### TASK DATA
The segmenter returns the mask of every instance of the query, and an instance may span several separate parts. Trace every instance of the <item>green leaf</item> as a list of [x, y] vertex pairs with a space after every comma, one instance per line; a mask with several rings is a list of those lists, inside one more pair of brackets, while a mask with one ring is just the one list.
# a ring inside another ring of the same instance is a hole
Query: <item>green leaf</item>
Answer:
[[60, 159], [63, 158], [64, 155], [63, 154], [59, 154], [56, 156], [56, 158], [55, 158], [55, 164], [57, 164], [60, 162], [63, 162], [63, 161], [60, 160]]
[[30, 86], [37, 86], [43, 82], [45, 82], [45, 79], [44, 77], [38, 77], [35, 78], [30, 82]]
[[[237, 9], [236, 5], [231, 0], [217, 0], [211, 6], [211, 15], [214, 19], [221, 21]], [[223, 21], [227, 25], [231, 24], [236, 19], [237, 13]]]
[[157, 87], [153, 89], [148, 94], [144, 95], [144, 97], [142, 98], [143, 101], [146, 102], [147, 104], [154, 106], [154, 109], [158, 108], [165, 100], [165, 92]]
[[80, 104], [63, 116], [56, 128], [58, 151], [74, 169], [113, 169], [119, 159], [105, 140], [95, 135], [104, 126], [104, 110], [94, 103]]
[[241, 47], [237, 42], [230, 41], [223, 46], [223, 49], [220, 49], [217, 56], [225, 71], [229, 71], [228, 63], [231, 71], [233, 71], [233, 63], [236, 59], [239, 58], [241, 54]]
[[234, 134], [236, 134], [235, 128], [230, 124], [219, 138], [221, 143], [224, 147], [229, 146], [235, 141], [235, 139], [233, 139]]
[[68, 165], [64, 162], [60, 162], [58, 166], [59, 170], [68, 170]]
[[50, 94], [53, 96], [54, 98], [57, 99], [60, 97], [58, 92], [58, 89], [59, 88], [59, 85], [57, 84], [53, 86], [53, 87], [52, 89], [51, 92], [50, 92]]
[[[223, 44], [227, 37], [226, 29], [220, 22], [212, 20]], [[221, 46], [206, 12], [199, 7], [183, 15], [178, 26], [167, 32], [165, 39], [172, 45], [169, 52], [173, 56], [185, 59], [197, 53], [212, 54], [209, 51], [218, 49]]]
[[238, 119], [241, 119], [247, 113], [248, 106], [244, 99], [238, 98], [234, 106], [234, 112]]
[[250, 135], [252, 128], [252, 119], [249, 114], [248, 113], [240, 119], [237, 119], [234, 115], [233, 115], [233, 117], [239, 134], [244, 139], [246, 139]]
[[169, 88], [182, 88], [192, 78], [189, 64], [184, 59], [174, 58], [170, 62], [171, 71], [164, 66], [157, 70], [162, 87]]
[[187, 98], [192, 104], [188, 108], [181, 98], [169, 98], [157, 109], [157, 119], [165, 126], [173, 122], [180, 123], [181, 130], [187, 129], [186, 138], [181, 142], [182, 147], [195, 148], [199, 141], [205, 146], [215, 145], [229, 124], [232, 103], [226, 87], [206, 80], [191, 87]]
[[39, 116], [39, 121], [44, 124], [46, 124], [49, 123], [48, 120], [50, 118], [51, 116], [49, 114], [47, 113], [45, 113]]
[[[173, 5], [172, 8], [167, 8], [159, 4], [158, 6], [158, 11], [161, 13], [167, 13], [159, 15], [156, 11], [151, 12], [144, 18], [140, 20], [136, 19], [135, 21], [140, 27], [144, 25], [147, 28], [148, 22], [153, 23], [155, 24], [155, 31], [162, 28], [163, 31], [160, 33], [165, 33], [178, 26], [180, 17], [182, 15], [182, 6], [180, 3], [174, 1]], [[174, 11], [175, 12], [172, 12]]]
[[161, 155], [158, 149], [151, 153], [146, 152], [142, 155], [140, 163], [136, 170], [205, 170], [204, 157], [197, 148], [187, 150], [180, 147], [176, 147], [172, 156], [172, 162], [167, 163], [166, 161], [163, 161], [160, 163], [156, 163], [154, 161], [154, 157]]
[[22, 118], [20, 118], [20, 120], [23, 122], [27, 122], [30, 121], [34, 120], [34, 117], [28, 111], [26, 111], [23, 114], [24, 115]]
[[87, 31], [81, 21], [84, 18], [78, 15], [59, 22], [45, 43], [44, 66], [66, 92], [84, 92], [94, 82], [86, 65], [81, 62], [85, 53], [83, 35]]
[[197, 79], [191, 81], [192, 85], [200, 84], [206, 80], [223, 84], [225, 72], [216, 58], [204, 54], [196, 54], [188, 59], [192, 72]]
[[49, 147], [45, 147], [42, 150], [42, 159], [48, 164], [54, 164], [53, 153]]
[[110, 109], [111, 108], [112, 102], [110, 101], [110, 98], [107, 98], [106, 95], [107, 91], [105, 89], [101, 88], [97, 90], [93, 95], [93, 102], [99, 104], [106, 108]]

### WHAT TO DO
Rewrite all of the material above, replacing each occurrence of "green leaf" with "leaf" and leaving everything else unchanged.

### OUTPUT OF THE TASK
The segmenter returns the mask of every instance of the query, and an instance may span several separate parts. Trace every instance of the <item>leaf</item> as a list of [x, y] vertex pairs with a space after every comma, one instance per line; a mask with several rings is a list of those lists, inside one more pair of brackets, while a mask with one ring is just the one list.
# a ring inside another ring of the same instance is a hole
Query: <item>leaf</item>
Answer:
[[60, 159], [63, 158], [64, 155], [63, 154], [59, 154], [56, 156], [56, 158], [55, 158], [55, 164], [57, 164], [60, 162], [63, 162], [63, 161], [60, 160]]
[[30, 86], [37, 86], [43, 82], [45, 82], [45, 79], [44, 77], [38, 77], [35, 78], [30, 82]]
[[[237, 9], [236, 5], [231, 0], [217, 0], [211, 6], [211, 15], [214, 19], [221, 21]], [[223, 21], [227, 25], [231, 24], [236, 19], [237, 13]]]
[[157, 87], [153, 89], [148, 94], [144, 95], [144, 97], [142, 98], [143, 101], [146, 102], [147, 104], [154, 106], [154, 109], [158, 108], [165, 100], [165, 92]]
[[80, 104], [63, 116], [56, 128], [58, 151], [74, 169], [113, 169], [119, 159], [105, 140], [95, 135], [104, 126], [104, 110], [94, 103]]
[[241, 47], [237, 42], [230, 41], [223, 46], [223, 49], [220, 49], [217, 56], [225, 71], [229, 71], [228, 63], [231, 71], [233, 71], [233, 63], [236, 59], [239, 58], [241, 54]]
[[234, 134], [236, 134], [235, 128], [230, 124], [219, 138], [221, 143], [224, 147], [229, 146], [235, 141], [235, 139], [233, 139]]
[[68, 165], [64, 162], [60, 162], [58, 166], [59, 170], [68, 170]]
[[50, 94], [53, 96], [54, 98], [57, 99], [60, 97], [58, 92], [58, 89], [59, 88], [59, 85], [57, 84], [53, 86], [53, 87], [52, 89], [51, 92], [50, 92]]
[[[223, 44], [227, 37], [226, 29], [220, 22], [212, 20]], [[221, 46], [206, 12], [199, 7], [183, 15], [178, 26], [167, 32], [165, 39], [172, 45], [169, 52], [173, 56], [185, 59], [197, 53], [212, 54], [209, 51], [218, 49]]]
[[238, 119], [241, 119], [247, 113], [248, 106], [244, 99], [238, 98], [234, 106], [234, 112]]
[[250, 135], [252, 128], [252, 119], [249, 114], [248, 113], [240, 119], [237, 119], [234, 115], [233, 115], [233, 117], [239, 134], [244, 139], [246, 139]]
[[169, 88], [182, 88], [192, 78], [189, 64], [184, 59], [174, 58], [170, 62], [171, 71], [164, 66], [157, 70], [162, 87]]
[[187, 98], [192, 104], [188, 108], [181, 98], [169, 98], [157, 109], [157, 119], [165, 126], [173, 122], [180, 123], [181, 130], [187, 129], [186, 138], [181, 142], [182, 147], [195, 148], [199, 141], [205, 146], [215, 145], [229, 124], [232, 103], [226, 87], [206, 80], [191, 87]]
[[39, 116], [39, 121], [44, 124], [46, 124], [49, 123], [48, 120], [50, 118], [51, 116], [49, 114], [47, 113], [45, 113]]
[[[173, 5], [172, 8], [167, 8], [159, 4], [158, 6], [158, 11], [161, 13], [167, 13], [159, 15], [156, 11], [151, 12], [144, 18], [140, 20], [136, 19], [135, 21], [140, 27], [144, 25], [147, 28], [148, 22], [153, 23], [155, 24], [155, 31], [162, 28], [163, 31], [160, 33], [165, 33], [178, 26], [180, 17], [182, 15], [182, 6], [180, 3], [174, 1]], [[174, 11], [175, 12], [172, 12]]]
[[161, 155], [158, 149], [151, 153], [146, 152], [142, 155], [140, 163], [136, 170], [205, 170], [204, 157], [197, 148], [187, 150], [180, 147], [176, 147], [172, 156], [172, 162], [167, 163], [166, 161], [163, 161], [160, 163], [156, 163], [154, 161], [154, 157]]
[[22, 118], [20, 118], [20, 120], [23, 122], [27, 122], [30, 121], [34, 120], [34, 117], [28, 111], [26, 111], [23, 114], [24, 115]]
[[87, 31], [81, 21], [84, 18], [78, 15], [59, 22], [45, 43], [44, 66], [66, 92], [84, 92], [94, 82], [86, 65], [81, 62], [85, 53], [83, 35]]
[[197, 79], [191, 81], [192, 85], [200, 84], [206, 80], [223, 84], [225, 72], [216, 58], [204, 54], [196, 54], [188, 59], [192, 72]]
[[49, 147], [45, 147], [42, 150], [42, 159], [48, 164], [54, 164], [53, 153]]
[[110, 109], [111, 108], [112, 102], [110, 101], [110, 98], [107, 98], [106, 95], [107, 91], [105, 89], [101, 88], [97, 90], [93, 95], [93, 102], [99, 104], [106, 108]]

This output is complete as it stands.